Task details
Produce a verbatim transcription of the records below, beginning at the line containing "the blue tumbler" and ending at the final line; include only those lines.

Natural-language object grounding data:
────────────────────

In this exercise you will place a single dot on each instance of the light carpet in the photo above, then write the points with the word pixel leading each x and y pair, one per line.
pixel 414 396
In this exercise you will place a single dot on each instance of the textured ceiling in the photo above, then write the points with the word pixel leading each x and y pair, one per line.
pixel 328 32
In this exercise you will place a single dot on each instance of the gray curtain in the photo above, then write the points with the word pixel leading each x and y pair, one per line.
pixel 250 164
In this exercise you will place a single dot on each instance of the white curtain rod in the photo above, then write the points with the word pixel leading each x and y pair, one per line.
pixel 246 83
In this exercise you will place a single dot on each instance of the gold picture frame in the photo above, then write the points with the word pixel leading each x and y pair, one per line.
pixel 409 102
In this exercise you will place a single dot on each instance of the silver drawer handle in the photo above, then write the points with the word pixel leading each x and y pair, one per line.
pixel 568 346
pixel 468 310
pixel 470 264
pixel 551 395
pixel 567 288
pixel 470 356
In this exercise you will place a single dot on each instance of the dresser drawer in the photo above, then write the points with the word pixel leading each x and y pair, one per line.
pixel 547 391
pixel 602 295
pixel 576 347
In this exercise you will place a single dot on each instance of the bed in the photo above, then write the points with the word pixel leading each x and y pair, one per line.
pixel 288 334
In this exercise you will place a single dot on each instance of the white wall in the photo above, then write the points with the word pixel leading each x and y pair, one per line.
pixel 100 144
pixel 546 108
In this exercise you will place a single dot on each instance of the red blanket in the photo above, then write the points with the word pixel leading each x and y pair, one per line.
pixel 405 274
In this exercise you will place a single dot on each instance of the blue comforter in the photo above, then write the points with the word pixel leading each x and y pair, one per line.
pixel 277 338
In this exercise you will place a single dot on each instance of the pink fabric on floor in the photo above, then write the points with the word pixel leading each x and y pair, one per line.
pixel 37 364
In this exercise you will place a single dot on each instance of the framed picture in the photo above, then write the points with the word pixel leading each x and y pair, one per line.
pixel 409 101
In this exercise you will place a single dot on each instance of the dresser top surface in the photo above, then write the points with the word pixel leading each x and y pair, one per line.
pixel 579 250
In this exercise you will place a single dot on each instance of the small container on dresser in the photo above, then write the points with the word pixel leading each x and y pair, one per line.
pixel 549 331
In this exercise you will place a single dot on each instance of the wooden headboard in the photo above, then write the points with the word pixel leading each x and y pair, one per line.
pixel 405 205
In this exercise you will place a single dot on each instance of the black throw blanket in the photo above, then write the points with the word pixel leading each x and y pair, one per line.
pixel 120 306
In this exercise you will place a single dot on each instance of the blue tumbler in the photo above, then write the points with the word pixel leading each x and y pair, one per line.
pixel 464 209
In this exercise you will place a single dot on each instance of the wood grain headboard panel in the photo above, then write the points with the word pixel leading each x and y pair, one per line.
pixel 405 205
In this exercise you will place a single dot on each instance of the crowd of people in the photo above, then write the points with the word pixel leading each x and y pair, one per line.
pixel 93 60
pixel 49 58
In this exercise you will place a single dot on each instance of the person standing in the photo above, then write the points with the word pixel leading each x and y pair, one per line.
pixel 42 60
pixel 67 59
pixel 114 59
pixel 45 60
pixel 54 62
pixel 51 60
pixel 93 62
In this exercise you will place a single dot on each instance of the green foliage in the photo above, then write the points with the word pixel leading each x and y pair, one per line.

────────────────────

Solution to this exercise
In this exercise you will place a single dot on each instance of the blue tumbler in the photo above, then write the points with the word pixel leading each x and y pair, one per line.
pixel 464 209
In this exercise you will place a single dot on each instance of the wood grain headboard panel in the photo above, then write the points with the word pixel leading each x and y pair, one per line.
pixel 405 205
In this exercise you will place a single dot on each instance of the crowd of people in the photo above, then write the points with the word pixel leading each x and y pair, one per line.
pixel 93 60
pixel 49 58
In this exercise you will place a single dot on each instance of the person standing in the photo above, then write the points with the word pixel leading each x and y pair, one per line.
pixel 42 60
pixel 67 59
pixel 114 59
pixel 45 60
pixel 54 62
pixel 51 60
pixel 93 62
In this exercise you will place a single dot on each instance of the green foliage in the photo above, then write the points with the word pixel leading each x and y pair, one per line.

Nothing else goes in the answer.